Actions to take:
1: Using the article on Lithuania's parliamentary election, decide whether each statement agrees with it: (a) voters were electing 141 lawmakers for a four-year term; (b) the Farmers and Greens Party was in the lead with 23.2 percent; (c) LVZS is unpopular in the larger cities. Answer yes or no for each, quoting the words from the article that settle it.
2: According to the article on Lithuania's parliamentary election, where was Gabrielius Landsbergis when he made his statement?
3: Pick up the article on Lithuania's parliamentary election after its last sentence and carry it on.

Passage for review:
***

WORLD Lithuania's main opposition party sees itself on track for election win

WORLD

Lithuania's main opposition party sees itself on track for election win

CGTN

17:03, October 12, 2020

Lithuania's main opposition party, the center-right Homeland Union (TS–LKD), appeared likely to win Sunday's first round of the parliamentary election, where voters were choosing 141 national lawmakers for a four-year term.

With about 85 percent of votes counted, the party was in the lead with 23.2 percent, while the Farmers and Greens Party (LVZS), which leads the ruling four-party coalition, was at 18.3 percent. But more ballots were due to come in from larger cities, the Homeland Union's main electoral base where LVZS is unpopular.

"It is very likely that the party will be the number one", said Homeland Union chairman Gabrielius Landsbergis at his party headquarters in central Vilnius.

People are casting their ballots at a polling station during parliamentary elections in Lithuania's capital Vilnius, October 11, 2020. (Photo: VCG)

***

Available data:
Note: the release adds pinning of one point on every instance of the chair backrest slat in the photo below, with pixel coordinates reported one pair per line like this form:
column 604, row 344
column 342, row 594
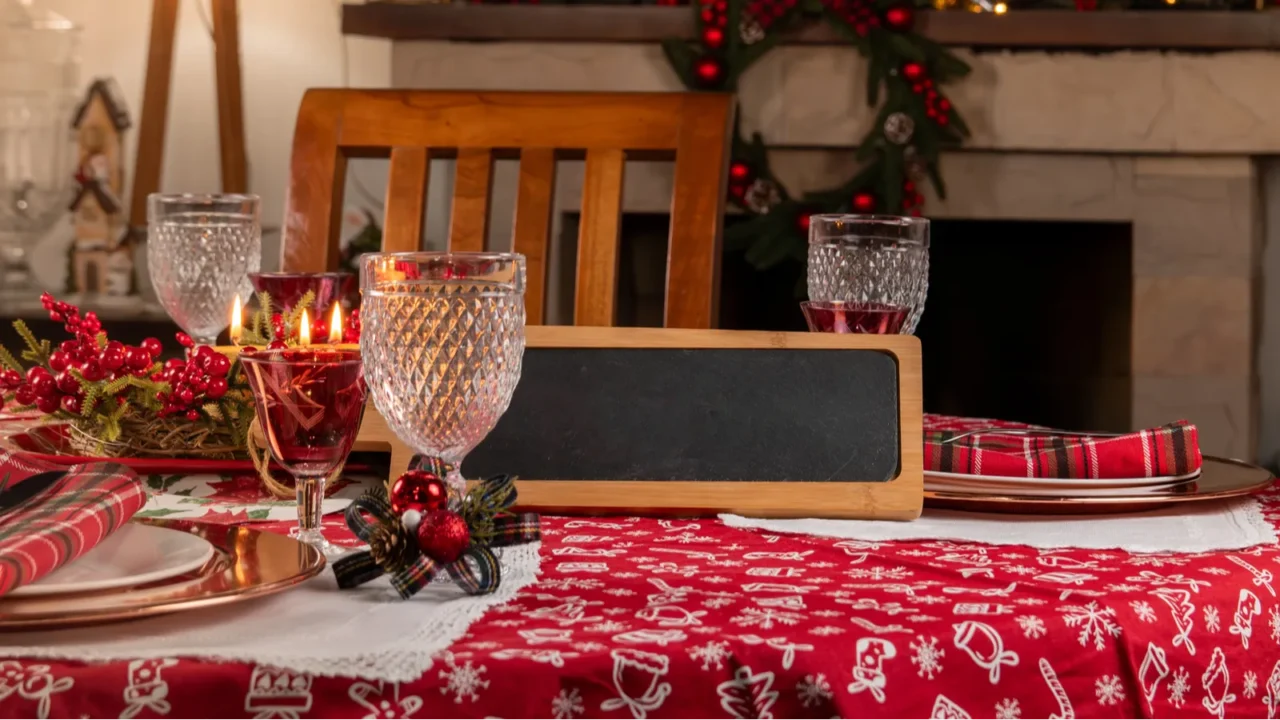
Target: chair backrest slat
column 411, row 126
column 472, row 187
column 406, row 200
column 595, row 300
column 534, row 199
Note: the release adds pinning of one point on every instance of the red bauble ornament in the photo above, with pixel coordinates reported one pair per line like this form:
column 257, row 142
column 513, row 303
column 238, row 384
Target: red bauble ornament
column 443, row 536
column 900, row 18
column 803, row 219
column 709, row 72
column 419, row 490
column 713, row 37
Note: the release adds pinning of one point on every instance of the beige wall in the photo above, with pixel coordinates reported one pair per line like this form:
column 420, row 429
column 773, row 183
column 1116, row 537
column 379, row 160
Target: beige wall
column 286, row 48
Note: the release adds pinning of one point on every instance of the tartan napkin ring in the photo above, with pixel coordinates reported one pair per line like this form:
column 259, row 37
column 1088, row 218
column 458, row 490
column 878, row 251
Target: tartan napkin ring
column 414, row 546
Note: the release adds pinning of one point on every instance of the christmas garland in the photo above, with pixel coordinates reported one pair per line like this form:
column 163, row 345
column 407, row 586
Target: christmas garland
column 914, row 124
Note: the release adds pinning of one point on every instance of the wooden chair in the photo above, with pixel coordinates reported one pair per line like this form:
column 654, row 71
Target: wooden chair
column 538, row 127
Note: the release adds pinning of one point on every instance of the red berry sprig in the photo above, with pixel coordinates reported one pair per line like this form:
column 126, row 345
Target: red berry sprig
column 88, row 355
column 193, row 382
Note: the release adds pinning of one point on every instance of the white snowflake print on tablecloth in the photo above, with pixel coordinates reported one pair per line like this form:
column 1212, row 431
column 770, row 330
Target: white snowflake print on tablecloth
column 814, row 691
column 384, row 701
column 1096, row 623
column 566, row 705
column 1109, row 689
column 766, row 618
column 1178, row 687
column 749, row 696
column 1143, row 610
column 880, row 573
column 462, row 680
column 1032, row 627
column 928, row 656
column 713, row 654
column 1211, row 620
column 1009, row 709
column 35, row 683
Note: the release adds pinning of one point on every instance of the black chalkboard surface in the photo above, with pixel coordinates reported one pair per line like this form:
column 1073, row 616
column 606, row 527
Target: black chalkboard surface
column 711, row 414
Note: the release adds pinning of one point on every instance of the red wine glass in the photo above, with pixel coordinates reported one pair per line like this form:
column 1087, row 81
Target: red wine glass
column 310, row 402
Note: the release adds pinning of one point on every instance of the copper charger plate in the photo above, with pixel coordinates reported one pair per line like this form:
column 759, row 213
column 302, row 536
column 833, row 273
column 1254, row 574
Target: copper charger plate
column 247, row 564
column 1220, row 478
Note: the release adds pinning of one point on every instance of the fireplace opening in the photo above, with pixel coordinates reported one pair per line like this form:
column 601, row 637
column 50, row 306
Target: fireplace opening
column 1025, row 320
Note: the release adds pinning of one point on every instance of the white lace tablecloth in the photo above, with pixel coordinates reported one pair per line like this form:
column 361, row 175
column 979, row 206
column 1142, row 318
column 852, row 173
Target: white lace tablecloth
column 366, row 632
column 1232, row 524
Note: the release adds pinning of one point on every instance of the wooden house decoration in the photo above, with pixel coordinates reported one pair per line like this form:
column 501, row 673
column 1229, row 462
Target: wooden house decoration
column 103, row 250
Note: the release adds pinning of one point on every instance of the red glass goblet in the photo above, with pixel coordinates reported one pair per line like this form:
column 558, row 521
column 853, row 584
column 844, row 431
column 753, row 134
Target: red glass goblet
column 288, row 288
column 872, row 318
column 310, row 402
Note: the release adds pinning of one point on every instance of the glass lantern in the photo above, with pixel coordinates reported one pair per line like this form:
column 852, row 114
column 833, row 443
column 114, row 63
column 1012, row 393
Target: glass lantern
column 39, row 92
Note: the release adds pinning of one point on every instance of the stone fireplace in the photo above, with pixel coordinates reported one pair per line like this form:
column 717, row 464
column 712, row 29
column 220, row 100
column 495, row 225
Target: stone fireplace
column 1152, row 150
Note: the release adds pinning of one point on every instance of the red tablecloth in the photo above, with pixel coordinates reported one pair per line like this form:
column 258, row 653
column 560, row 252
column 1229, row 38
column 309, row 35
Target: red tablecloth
column 641, row 618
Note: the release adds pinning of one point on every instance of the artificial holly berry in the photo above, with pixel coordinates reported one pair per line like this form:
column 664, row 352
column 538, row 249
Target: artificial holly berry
column 152, row 346
column 709, row 72
column 419, row 490
column 900, row 18
column 713, row 37
column 443, row 536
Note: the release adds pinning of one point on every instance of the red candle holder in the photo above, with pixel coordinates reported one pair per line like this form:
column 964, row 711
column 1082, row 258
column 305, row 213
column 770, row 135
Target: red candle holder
column 872, row 318
column 288, row 288
column 310, row 402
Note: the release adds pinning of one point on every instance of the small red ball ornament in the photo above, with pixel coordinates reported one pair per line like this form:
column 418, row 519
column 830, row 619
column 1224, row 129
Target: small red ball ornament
column 803, row 220
column 713, row 37
column 419, row 490
column 900, row 18
column 443, row 536
column 709, row 72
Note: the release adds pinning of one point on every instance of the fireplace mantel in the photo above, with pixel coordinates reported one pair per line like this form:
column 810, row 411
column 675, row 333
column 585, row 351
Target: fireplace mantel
column 652, row 23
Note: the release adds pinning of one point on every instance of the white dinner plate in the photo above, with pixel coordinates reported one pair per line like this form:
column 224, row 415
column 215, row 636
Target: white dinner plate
column 1047, row 483
column 1022, row 491
column 133, row 555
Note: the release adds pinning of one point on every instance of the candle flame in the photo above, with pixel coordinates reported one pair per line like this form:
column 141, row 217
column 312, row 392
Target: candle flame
column 237, row 326
column 336, row 324
column 304, row 329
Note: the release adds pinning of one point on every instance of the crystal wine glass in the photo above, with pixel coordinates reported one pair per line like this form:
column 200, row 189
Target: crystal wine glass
column 874, row 267
column 200, row 251
column 39, row 90
column 443, row 341
column 310, row 404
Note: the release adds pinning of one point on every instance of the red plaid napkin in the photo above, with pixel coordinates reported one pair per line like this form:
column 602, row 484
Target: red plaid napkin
column 63, row 522
column 1168, row 450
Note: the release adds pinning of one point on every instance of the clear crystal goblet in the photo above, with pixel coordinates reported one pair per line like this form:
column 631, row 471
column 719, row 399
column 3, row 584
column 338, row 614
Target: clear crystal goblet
column 443, row 341
column 200, row 251
column 871, row 264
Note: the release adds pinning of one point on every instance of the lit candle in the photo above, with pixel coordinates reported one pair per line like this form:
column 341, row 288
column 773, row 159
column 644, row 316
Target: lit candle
column 237, row 327
column 336, row 324
column 305, row 329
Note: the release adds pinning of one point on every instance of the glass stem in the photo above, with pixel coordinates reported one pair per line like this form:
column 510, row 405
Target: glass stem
column 310, row 492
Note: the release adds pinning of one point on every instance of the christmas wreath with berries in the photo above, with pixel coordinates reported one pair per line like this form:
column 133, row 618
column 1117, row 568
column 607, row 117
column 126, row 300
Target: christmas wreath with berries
column 913, row 126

***

Response list:
1:
(a) Yes: "voters were choosing 141 national lawmakers for a four-year term"
(b) No: "the party was in the lead with 23.2 percent, while the Farmers and Greens Party (LVZS), which leads the ruling four-party coalition, was at 18.3 percent"
(c) Yes: "larger cities, the Homeland Union's main electoral base where LVZS is unpopular"

2: At his party headquarters in central Vilnius.

3:
A recent surge in COVID-19 cases, soaring virus-related unemployment and economic challenges have sparked criticism of the current coalition government. Lithuania has reported 8,899 coronavirus infections, including a record 205 new cases on Saturday, and 103 deaths.

Mindful of contagion, election officials asked voters to mark ballots with their own pens. Masks and social distancing were mandatory in polling stations.

Despite the recent surge in cases, Lithuania's coronavirus related-deaths are well below the EU average while the country's finance ministry forecasts suggest the economy will contract by just 1.5 percent this year, among the best outlooks in the eurozone. Lithuania saw its economy shrink by 4 percent year-on-year in the second quarter of 2020, the second best result in the EU. The central bank attributed that to a prompt and short lockdown, generous state support and relatively unaffected trading partners.

People are casting their ballots at a polling station during parliamentary elections in Lithuania's capital Vilnius, October 11, 2020. (Photo: VCG)

Under Lithuania's hybrid election system, half of the 141-member parliament will be elected in a proportional vote. The remaining lawmakers will be elected in constituencies, with a run-off vote for the top two candidates in each of them scheduled on October 25. A party needs at least 5 percent of votes to enter the unicameral parliament. For electoral coalitions, the threshold is 7 percent.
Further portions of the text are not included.